[WHAT IS NEEDED] Set out the lines as a Markdown table with the columns Row and Line, starting at the line containing "In this picture, where can the pale" and running through the last line. Number each row, skip blank lines, and leave the pictures out.

=== RECORDS SHOWN ===

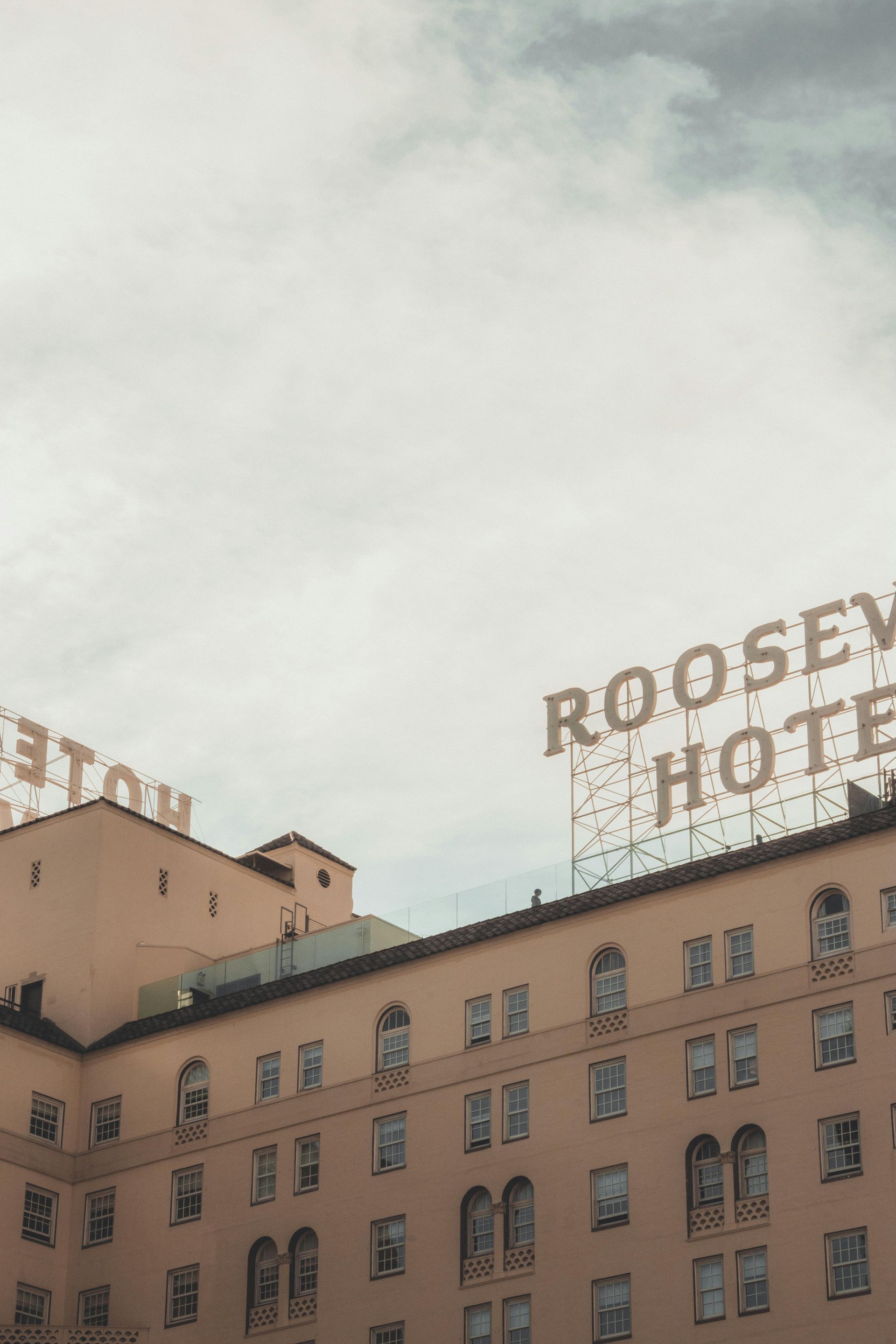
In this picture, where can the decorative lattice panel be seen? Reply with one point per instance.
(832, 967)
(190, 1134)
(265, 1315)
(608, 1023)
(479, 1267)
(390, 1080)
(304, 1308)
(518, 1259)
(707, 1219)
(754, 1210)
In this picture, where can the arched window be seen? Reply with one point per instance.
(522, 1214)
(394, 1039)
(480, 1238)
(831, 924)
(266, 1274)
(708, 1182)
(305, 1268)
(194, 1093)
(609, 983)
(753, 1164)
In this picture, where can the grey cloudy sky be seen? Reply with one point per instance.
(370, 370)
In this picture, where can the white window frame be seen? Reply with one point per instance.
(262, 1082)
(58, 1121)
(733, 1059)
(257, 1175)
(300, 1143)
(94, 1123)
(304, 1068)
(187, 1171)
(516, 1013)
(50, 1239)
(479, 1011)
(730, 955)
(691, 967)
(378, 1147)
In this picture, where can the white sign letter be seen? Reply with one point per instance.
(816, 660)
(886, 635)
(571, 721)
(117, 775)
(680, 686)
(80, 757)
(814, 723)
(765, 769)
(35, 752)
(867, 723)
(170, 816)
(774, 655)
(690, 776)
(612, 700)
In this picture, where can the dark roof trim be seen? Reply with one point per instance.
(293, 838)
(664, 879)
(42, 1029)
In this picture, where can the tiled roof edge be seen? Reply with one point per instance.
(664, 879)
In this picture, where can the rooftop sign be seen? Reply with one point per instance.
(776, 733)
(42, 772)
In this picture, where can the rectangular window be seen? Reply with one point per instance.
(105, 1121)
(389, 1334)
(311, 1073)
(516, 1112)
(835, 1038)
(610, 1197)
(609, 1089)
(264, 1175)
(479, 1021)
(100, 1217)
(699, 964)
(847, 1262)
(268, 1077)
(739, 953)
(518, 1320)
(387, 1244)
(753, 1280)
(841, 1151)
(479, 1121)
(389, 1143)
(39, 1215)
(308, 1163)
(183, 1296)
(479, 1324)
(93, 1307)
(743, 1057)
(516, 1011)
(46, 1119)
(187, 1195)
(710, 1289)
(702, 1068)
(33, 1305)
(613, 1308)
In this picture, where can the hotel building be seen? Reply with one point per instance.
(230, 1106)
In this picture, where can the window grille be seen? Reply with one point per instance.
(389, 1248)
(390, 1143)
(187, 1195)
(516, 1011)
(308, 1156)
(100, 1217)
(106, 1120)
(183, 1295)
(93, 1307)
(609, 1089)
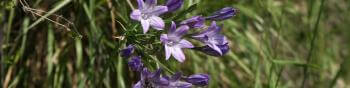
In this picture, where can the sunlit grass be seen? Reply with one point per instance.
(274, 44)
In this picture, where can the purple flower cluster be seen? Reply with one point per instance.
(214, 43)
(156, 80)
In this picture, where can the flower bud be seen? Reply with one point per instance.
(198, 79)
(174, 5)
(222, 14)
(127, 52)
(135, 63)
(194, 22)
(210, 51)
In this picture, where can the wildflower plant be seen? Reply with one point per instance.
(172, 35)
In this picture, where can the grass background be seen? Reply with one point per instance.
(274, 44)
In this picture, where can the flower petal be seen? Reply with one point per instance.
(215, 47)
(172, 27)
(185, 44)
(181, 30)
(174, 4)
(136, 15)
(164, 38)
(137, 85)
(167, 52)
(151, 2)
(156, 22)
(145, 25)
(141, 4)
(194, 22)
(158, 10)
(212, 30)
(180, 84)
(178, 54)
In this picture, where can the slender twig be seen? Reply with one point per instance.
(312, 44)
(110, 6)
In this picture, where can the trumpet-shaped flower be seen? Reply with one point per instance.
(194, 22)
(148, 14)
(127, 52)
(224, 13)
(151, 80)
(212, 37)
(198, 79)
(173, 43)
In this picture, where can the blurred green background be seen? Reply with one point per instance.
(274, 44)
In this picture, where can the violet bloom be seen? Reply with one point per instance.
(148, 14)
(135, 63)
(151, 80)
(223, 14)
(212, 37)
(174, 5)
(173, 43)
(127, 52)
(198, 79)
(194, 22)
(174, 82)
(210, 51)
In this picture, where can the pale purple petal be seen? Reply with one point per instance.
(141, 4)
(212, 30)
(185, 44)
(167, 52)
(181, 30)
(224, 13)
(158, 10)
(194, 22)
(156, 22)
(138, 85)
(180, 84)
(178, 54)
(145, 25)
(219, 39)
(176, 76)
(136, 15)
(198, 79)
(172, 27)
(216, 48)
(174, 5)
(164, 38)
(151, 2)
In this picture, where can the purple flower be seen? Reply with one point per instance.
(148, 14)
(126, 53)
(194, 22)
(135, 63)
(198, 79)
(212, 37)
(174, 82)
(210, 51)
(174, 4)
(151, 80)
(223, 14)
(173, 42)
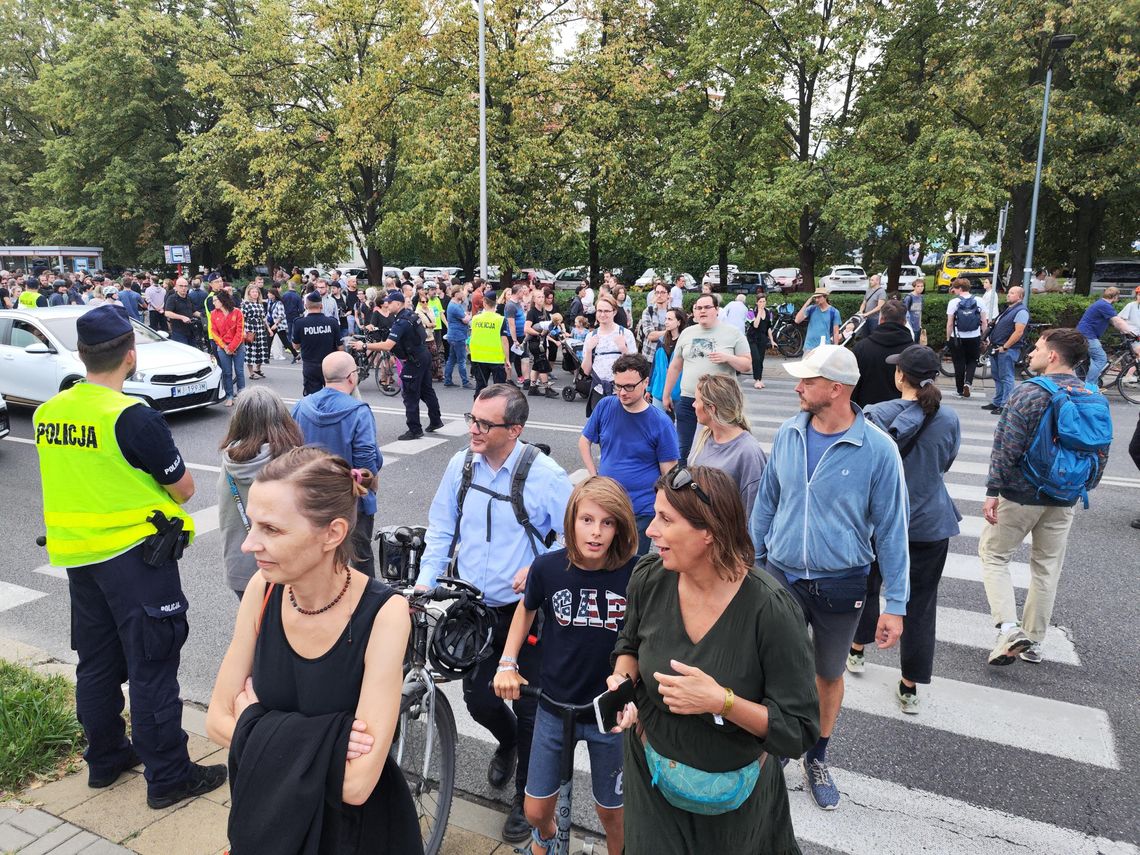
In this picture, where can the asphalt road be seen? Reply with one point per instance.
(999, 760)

===

[WRITTEN SOLUTION]
| Row | Line |
|---|---|
| 1 | In this picture, where can the pale purple petal be seen? Reply with one point per instance. |
| 2 | (141, 4) |
| 3 | (212, 30) |
| 4 | (185, 44) |
| 5 | (167, 52) |
| 6 | (181, 30) |
| 7 | (224, 13) |
| 8 | (158, 10) |
| 9 | (194, 22) |
| 10 | (156, 22) |
| 11 | (138, 85) |
| 12 | (180, 84) |
| 13 | (178, 54) |
| 14 | (145, 25) |
| 15 | (219, 39) |
| 16 | (176, 76) |
| 17 | (136, 15) |
| 18 | (198, 79) |
| 19 | (172, 27) |
| 20 | (216, 48) |
| 21 | (174, 5) |
| 22 | (164, 38) |
| 23 | (151, 2) |
| 24 | In this picture, where can the purple flower be seen? Reply with one point per instance. |
| 25 | (148, 14) |
| 26 | (126, 53) |
| 27 | (194, 22) |
| 28 | (135, 63) |
| 29 | (198, 79) |
| 30 | (212, 37) |
| 31 | (174, 82) |
| 32 | (210, 51) |
| 33 | (174, 4) |
| 34 | (151, 80) |
| 35 | (223, 14) |
| 36 | (173, 42) |
| 37 | In this picture, where can the asphalt road be seen? Reply with one point per instance. |
| 38 | (999, 760) |